Fragmento del texto:

Basada en una serie homónima australiana, un poco más errática y modesta que su versión yanqui, Wilfred retrata la relación entre el abogado desempleado, treintañero, soltero y fracasado Ryan (un Elijah Wood que sigue en su política de despegarse del tímido Frodo de El Señor de los Anillos) y el perro de su vecina -el personaje que da nombre a la serie- al que todos perciben como un can, pero que Ryan ve como un hombre disfrazado con un traje de peluche de orejas largas. En tono de buddy comedy (traducible como “comedia de compinches”: compañerismo, chupe, un poco de misoginia y drogas), el centro está en el contrapunto entre las personalidades de los dos. Mientras que Ryan es básicamente un loser con buenas intenciones (aunque no estereotípico: fuma porro todos los días), Wilfred es de lo peor: mitómano, manipulador, sexópata, traicionero y totalmente exento de sentimientos de culpa. Algo como la relación dominante-dominado entre el gato Garfield y su dueño, John Bonachon, con agregados de cannabis y crueldad extrema.

En ningún momento se explica el mecanismo: las hipótesis son varias, contradictorias y poco confiables, sobre todo teniendo en cuenta que el que sugiere la mayoría es un perro farsante. Wilfred es el ello psicoanalítico de Ryan; todos los animales son como Wilfred pero son pocos los que lo perciben; es un caso de esquizofrenia (la madre de Ryan, internada en un hospital psiquiátrico, ve a su gata negra como una mujer disfrazada), etcétera. Pero es una comedia, y las explicaciones son apenas un detalle marginal; la gracia es la personalidad del animal (o lo que sea), que da pie a un montón de gags de humor negro con la infelicidad de Ryan como materia prima.

Hay chistes buenísimos que juegan con el imaginario canino. En un capítulo, Ryan le pregunta al perro por qué le tiró su maletín por la ventana, a lo que Wilfred responde: “No sé, Ryan. ¿Por qué el cielo es gris? ¿Por qué el pasto es gris? ¿Por qué el arcoíris es gris, gris, gris, gris e infra-gris?”; en otro, una línea del animal juega, con incorrección extrema, con el delicado tema de los inmigrantes: refiriéndose a una vecina de etnia india, trata de tranquilizar a su dueño diciendo: “No es que la vaya a morder. La última vez que comí comida india me dio diarrea por un mes”. Hay también mucho humor físico y, a diferencia de la versión australiana, acá se nota la mano de productor y guionista de David Zuckerman, hombre vinculado a Padre de familia -también presente en la programación de Montecarlo- y por lo tanto gran cultor de la frontera entre lo incómodo y lo gracioso.

El humor es efectivo pero no se queda en eso: cada uno de los capítulos, que están titulados en base a “sentimientos positivos” (“Felicidad”, “Confianza”, “Respeto”), abren con citas y proverbios de corte autoayudístico (irónicas, en el contexto) que referencian a las sucesivas etapas de la lucha de Ryan contra sus problemas cotidianos (Dorian, su hermana exigente y obsesiva, la depresión, la falta de trabajo) y, sobre todo, los amorosos: está enamorado de Jenna, la dueña de Ryan, que está en pareja con un clásico winner norteamericano, y en esta subtrama se ponen a prueba, bajo la influencia nefasta del perro, sus no tan rígidos preceptos morales.

(Datos de origen)

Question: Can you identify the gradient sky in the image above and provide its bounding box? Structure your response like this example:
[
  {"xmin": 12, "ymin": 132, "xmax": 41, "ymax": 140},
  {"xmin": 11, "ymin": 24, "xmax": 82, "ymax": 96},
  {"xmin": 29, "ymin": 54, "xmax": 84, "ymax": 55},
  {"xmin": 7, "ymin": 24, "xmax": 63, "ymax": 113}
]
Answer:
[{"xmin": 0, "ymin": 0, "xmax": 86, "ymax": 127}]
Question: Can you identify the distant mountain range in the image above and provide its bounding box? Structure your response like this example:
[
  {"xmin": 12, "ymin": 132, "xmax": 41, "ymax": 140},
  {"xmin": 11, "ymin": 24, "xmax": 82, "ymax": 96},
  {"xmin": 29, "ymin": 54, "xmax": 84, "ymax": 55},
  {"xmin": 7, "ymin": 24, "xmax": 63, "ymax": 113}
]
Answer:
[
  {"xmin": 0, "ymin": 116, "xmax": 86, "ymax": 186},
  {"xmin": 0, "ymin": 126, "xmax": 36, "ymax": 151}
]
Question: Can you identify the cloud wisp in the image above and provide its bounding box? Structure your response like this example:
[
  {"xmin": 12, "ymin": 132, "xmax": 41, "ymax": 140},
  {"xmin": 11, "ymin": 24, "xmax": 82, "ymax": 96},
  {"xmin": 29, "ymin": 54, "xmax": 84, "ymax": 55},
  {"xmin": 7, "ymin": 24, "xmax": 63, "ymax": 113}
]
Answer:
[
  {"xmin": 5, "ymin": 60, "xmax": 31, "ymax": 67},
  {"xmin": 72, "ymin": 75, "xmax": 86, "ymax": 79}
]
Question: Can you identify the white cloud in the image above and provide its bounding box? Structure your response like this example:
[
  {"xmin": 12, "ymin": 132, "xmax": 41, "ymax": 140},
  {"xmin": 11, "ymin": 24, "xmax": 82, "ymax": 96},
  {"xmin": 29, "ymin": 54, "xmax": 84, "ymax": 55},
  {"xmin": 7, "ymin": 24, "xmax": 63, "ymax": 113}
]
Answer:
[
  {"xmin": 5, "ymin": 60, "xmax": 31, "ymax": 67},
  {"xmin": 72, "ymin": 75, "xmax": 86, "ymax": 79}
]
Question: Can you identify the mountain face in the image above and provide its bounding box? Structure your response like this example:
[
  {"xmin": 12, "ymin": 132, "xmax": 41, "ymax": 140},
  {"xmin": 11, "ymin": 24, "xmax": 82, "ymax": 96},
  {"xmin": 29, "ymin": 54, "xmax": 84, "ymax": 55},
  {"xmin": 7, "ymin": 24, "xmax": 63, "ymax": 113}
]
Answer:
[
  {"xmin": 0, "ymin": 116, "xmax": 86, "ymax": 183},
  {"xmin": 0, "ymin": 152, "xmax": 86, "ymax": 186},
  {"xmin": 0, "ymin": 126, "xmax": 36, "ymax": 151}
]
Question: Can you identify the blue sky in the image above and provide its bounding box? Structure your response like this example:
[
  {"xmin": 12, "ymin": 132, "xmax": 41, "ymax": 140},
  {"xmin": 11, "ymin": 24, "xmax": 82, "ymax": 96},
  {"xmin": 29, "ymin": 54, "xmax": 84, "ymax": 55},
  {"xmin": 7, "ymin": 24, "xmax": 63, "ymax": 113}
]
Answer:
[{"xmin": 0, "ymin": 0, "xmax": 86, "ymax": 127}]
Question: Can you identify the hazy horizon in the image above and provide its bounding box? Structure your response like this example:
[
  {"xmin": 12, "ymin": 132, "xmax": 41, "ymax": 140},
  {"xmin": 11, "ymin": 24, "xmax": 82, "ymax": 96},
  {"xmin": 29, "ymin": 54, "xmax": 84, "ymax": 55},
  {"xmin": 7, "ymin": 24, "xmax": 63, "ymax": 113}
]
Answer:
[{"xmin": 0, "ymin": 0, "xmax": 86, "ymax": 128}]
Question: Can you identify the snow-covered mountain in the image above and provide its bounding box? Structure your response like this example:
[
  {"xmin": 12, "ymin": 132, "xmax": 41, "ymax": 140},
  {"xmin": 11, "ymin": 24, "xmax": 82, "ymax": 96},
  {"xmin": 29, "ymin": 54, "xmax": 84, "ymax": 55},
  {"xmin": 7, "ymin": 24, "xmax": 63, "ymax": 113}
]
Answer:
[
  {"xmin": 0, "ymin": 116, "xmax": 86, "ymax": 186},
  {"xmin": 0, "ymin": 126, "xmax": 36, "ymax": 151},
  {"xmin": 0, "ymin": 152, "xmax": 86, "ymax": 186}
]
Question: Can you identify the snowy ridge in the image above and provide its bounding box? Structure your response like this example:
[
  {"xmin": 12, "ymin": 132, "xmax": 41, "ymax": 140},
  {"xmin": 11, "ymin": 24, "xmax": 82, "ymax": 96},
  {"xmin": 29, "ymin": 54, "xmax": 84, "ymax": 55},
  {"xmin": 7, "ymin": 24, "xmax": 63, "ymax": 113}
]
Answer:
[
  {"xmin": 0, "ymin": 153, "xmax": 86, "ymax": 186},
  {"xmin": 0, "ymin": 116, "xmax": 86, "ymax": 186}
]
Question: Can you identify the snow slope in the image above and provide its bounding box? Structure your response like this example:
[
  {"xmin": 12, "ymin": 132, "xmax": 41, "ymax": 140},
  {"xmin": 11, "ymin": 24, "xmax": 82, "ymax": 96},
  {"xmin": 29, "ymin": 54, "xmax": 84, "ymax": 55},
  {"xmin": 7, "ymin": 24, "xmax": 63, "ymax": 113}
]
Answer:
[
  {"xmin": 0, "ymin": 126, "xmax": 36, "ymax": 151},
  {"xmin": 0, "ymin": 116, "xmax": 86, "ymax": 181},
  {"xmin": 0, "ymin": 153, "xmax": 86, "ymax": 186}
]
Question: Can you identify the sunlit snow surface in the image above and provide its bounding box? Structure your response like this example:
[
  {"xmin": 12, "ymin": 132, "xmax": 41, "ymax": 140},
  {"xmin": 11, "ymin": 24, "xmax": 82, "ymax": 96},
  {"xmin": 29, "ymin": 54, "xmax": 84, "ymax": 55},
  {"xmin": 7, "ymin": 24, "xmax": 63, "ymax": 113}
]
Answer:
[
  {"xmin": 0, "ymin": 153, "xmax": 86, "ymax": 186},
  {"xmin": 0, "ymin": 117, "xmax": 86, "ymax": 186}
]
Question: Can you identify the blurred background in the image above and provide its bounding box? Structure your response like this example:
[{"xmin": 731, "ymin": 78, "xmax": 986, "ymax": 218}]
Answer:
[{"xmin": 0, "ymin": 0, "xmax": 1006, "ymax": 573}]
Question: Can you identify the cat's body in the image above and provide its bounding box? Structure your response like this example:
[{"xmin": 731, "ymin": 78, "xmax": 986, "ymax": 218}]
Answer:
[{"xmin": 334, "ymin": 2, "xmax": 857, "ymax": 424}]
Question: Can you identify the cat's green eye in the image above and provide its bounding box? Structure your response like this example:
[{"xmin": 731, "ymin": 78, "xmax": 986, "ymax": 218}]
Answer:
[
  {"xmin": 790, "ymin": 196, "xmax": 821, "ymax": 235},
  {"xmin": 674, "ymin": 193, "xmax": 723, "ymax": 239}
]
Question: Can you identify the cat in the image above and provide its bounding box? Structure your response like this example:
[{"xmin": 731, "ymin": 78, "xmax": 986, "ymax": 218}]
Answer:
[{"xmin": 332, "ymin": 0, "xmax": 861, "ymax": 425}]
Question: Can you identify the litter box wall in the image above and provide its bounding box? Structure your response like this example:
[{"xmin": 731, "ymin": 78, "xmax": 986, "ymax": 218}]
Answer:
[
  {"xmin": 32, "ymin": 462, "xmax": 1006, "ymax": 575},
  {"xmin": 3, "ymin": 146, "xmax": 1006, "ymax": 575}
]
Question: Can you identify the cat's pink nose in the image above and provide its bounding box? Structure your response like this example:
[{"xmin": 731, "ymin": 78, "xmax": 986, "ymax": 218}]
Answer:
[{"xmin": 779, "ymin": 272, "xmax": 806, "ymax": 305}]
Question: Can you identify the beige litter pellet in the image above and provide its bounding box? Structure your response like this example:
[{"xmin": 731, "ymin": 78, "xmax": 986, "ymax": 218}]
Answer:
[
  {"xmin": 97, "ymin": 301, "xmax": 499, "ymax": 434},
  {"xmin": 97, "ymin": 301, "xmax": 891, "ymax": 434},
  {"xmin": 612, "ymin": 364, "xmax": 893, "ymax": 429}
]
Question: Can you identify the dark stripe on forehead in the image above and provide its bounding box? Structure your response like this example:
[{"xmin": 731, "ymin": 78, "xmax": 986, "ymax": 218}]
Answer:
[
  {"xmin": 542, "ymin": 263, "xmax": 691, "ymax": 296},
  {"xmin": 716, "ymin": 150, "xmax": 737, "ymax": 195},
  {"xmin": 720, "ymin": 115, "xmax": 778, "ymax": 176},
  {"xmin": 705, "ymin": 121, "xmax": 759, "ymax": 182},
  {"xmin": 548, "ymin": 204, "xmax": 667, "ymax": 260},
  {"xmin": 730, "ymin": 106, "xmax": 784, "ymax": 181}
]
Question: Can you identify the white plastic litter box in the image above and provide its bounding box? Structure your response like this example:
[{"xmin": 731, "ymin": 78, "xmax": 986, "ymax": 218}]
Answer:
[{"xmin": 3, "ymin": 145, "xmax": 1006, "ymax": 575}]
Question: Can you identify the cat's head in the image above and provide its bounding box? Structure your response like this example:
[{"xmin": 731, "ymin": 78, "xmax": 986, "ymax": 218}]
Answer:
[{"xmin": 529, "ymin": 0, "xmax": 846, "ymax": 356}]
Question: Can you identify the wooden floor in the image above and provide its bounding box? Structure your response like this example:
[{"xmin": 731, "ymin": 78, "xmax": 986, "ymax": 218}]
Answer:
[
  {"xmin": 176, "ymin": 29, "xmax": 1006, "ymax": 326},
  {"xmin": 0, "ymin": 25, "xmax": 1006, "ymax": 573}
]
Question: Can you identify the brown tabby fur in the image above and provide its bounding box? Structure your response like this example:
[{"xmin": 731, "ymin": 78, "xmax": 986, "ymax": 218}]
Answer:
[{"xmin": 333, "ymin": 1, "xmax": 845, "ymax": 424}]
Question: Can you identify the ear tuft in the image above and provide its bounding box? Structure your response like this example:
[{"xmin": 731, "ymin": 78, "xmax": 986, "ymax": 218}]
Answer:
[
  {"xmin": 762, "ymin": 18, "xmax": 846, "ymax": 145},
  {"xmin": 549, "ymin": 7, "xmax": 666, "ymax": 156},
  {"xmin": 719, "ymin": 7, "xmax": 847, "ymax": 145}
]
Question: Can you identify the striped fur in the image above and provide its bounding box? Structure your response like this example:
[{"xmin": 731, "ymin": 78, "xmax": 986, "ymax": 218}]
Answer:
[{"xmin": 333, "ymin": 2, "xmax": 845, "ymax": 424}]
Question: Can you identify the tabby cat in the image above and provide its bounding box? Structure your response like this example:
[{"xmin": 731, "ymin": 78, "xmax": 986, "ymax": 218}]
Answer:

Tareas obligatorias:
1/ Responde estas preguntas sobre el texto sobre Wilfred:
(a) ¿De qué país es la serie en la que se basa Wilfred?
(b) ¿Cómo ve la madre de Ryan a su gata negra?
(c) ¿A qué serie está vinculado David Zuckerman?
2/ Actualiza el texto sobre Wilfred en todo lo que va de "El humor es" hasta "rígidos preceptos morales.": pon "refranes" donde dice "proverbios".

Soluciones por tarea:
1/
(a) De Australia.
(b) Como una mujer disfrazada.
(c) A Padre de familia.

2/
El humor es efectivo pero no se queda en eso: cada uno de los capítulos, que están titulados en base a “sentimientos positivos” (“Felicidad”, “Confianza”, “Respeto”), abren con citas y refranes de corte autoayudístico (irónicas, en el contexto) que referencian a las sucesivas etapas de la lucha de Ryan contra sus problemas cotidianos (Dorian, su hermana exigente y obsesiva, la depresión, la falta de trabajo) y, sobre todo, los amorosos: está enamorado de Jenna, la dueña de Ryan, que está en pareja con un clásico winner norteamericano, y en esta subtrama se ponen a prueba, bajo la influencia nefasta del perro, sus no tan rígidos preceptos morales.